Stored items
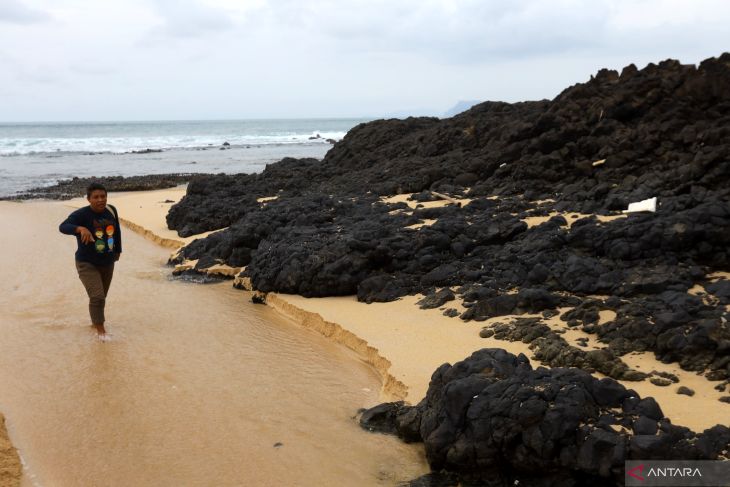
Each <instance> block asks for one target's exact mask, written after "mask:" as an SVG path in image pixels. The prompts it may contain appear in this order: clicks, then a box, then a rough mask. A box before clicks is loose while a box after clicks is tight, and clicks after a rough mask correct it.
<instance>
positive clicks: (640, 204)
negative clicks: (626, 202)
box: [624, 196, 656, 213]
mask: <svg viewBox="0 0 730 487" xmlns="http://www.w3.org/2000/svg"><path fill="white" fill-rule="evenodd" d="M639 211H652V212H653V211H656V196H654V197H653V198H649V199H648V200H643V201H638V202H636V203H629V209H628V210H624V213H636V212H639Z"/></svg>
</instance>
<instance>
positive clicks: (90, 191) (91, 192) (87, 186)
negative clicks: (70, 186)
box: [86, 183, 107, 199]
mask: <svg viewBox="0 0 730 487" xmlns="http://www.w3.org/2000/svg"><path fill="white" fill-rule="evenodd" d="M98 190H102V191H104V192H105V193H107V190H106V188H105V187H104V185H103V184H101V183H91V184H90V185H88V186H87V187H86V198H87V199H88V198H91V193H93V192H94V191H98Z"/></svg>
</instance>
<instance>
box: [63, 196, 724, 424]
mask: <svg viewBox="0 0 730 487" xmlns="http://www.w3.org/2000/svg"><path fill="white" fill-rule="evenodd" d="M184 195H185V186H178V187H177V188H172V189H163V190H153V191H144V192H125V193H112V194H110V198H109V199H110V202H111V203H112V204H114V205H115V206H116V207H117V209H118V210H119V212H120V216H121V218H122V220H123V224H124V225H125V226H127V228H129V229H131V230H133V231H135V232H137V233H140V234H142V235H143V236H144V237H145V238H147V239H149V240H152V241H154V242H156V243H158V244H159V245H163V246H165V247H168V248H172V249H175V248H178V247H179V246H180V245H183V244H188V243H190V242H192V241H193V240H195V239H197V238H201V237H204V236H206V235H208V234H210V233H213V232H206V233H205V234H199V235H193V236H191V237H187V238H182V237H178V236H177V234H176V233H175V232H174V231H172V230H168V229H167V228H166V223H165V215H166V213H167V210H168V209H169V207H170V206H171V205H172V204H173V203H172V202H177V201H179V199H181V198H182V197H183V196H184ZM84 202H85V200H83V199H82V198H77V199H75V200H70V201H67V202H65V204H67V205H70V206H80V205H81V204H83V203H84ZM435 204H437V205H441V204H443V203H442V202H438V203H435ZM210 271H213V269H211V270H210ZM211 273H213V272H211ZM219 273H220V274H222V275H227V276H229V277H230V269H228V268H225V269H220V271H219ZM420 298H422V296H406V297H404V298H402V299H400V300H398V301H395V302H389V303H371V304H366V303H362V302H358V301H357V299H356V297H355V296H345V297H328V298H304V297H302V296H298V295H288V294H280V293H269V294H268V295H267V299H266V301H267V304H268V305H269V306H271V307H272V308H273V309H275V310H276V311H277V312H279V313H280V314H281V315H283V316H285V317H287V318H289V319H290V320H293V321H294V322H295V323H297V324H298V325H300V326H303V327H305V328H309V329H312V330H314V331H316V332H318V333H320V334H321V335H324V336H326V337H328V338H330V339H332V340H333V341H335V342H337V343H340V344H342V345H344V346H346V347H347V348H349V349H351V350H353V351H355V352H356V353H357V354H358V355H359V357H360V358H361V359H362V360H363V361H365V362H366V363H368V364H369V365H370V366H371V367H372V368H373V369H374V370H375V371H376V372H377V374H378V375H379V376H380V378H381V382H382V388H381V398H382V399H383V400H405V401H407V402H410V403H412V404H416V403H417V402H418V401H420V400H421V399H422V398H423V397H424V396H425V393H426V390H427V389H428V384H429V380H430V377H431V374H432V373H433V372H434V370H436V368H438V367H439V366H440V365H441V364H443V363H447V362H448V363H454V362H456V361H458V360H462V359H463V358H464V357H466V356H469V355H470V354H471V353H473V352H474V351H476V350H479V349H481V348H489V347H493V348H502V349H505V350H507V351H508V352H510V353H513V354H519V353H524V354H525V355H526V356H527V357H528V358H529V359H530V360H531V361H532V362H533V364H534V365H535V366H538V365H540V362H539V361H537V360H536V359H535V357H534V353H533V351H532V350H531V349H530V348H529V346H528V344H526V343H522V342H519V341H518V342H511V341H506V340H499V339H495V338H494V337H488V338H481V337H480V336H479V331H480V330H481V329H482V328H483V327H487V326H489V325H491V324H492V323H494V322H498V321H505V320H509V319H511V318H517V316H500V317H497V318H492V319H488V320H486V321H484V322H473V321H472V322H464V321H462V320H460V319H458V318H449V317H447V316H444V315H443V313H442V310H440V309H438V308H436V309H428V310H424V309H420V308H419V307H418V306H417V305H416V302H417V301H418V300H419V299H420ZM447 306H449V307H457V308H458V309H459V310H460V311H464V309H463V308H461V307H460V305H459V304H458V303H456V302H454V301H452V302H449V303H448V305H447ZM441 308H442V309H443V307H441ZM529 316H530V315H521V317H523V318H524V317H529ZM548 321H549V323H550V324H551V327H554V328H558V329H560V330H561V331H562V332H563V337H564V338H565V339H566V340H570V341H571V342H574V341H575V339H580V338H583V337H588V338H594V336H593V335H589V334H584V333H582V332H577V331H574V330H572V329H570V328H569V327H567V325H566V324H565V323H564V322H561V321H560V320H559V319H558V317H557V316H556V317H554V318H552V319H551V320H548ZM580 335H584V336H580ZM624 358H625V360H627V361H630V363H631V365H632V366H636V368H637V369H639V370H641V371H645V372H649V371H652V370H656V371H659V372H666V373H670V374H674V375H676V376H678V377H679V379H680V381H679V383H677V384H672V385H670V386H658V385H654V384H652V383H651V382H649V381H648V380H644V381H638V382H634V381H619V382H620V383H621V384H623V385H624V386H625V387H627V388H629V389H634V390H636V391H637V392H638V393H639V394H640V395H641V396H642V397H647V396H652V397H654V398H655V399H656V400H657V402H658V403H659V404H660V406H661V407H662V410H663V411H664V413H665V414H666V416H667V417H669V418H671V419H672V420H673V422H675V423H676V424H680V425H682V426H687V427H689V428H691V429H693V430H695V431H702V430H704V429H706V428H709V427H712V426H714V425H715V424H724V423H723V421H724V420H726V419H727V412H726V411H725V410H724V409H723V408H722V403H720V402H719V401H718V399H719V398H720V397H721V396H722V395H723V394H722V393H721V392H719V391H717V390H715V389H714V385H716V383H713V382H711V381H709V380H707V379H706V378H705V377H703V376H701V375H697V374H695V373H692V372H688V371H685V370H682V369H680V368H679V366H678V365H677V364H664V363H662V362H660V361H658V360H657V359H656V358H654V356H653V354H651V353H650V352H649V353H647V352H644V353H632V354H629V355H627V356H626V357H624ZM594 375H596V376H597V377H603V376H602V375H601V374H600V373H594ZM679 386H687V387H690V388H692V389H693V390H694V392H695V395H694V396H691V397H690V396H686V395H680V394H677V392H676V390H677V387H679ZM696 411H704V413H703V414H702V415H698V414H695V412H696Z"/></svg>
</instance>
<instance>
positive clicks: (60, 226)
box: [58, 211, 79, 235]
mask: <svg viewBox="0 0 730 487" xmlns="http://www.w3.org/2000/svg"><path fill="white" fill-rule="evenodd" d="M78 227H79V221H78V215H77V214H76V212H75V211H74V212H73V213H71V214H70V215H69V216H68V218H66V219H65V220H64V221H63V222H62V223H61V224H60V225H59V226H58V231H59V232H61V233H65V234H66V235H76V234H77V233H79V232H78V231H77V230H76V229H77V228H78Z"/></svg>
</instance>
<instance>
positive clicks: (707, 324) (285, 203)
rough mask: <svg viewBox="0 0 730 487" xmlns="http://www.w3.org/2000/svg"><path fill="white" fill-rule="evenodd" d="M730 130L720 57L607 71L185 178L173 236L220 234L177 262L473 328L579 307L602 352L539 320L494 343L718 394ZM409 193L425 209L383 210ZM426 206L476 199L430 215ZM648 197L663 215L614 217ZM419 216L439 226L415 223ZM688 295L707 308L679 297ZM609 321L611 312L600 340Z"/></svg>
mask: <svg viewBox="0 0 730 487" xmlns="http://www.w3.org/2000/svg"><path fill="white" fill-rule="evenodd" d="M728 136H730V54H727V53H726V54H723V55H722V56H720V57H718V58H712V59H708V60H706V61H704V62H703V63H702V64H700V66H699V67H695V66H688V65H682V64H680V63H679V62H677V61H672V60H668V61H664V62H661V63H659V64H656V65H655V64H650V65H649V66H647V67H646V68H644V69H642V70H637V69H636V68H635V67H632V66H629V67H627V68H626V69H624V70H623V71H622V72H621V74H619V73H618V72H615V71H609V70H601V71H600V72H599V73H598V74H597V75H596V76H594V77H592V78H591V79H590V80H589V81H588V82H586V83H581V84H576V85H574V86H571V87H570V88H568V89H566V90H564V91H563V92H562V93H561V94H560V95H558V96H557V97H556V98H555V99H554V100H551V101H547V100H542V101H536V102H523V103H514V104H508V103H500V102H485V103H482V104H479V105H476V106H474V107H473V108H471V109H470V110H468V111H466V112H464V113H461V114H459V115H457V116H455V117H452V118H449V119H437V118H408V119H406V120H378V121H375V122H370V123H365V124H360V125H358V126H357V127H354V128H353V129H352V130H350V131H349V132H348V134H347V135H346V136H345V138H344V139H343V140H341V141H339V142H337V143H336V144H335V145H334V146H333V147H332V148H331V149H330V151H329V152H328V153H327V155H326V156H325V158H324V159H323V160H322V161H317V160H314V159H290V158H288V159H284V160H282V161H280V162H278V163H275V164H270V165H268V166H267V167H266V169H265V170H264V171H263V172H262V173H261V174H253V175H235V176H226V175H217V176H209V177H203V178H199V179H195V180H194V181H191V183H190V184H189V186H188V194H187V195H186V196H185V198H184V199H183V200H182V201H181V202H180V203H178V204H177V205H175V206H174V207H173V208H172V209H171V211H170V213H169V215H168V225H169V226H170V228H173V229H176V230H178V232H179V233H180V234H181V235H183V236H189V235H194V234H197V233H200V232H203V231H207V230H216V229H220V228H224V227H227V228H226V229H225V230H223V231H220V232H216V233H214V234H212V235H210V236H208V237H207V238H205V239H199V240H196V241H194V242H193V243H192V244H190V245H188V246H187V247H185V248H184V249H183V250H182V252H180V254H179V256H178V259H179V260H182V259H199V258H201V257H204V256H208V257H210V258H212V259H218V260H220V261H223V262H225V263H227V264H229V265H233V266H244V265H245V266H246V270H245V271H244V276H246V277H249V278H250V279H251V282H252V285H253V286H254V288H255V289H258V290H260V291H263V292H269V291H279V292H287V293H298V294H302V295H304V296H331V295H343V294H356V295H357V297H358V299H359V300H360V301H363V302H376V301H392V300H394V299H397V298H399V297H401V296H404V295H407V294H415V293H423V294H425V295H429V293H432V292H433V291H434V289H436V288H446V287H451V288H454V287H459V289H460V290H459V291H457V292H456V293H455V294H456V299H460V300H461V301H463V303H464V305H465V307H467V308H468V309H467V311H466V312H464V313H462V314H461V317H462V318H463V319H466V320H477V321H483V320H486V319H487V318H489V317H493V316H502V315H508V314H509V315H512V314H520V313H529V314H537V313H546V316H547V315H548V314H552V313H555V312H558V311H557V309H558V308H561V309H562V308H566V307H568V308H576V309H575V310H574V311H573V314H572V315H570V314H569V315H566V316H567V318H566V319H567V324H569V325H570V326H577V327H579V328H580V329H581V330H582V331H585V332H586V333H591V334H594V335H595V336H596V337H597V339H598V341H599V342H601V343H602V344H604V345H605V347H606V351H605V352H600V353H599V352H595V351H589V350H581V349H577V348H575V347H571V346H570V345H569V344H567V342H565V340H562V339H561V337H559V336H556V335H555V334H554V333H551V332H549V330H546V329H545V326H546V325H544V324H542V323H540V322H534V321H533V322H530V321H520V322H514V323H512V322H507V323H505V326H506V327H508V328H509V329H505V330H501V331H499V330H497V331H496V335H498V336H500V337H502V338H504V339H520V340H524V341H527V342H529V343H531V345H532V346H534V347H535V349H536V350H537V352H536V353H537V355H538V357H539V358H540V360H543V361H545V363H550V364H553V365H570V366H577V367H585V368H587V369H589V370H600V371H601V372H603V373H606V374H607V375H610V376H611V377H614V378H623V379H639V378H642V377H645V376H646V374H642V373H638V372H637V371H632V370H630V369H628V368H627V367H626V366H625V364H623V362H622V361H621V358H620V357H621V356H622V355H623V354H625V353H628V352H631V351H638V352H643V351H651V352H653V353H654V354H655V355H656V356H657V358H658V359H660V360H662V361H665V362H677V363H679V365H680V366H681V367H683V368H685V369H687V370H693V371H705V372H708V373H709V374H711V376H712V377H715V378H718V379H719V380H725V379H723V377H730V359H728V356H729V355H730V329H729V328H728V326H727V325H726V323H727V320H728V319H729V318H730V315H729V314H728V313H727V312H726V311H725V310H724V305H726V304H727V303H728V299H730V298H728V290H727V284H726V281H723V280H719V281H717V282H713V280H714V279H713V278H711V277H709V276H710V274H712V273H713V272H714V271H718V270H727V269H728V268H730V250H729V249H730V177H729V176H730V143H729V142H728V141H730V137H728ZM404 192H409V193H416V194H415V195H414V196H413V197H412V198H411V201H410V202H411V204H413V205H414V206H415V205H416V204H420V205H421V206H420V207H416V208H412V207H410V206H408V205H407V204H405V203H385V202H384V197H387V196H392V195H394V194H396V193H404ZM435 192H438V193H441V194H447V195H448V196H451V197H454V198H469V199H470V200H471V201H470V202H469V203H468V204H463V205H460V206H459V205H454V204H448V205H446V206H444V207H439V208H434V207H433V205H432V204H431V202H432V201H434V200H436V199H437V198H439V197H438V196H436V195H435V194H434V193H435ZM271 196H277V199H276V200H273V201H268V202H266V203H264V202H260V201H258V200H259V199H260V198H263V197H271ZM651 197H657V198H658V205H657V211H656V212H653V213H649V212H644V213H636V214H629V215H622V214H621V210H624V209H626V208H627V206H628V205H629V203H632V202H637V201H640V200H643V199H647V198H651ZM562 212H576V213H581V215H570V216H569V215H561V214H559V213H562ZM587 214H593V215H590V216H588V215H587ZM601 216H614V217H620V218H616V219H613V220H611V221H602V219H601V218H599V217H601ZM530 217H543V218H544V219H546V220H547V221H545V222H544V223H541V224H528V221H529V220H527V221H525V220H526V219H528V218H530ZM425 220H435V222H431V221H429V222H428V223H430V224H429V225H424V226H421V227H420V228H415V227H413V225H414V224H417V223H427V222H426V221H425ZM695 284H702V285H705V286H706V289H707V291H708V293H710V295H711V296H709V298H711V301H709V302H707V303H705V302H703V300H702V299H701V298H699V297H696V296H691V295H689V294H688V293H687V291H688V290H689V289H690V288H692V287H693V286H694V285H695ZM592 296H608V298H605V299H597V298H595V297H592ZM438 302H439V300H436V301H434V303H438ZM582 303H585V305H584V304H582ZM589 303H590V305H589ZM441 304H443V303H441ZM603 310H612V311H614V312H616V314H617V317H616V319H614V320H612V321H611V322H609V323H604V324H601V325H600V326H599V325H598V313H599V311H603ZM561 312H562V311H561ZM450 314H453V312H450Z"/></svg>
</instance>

Assignment:
List every line of the records that contains the string "clicks", copying each line in full. Treat uppercase and lowercase as different.

Expected answer:
Each <instance> block asks for one target's exact mask, written after "mask:" as an SVG path in image pixels. The prompts it may contain appear in this order: clicks, then a box, then a rough mask. A box before clicks is loose while a box after clicks is tight, and clicks after a rough mask correct it.
positive clicks: (640, 204)
negative clicks: (626, 202)
positive clicks: (90, 191) (91, 192) (87, 186)
negative clicks: (70, 186)
positive clicks: (60, 226)
positive clicks: (707, 324) (285, 203)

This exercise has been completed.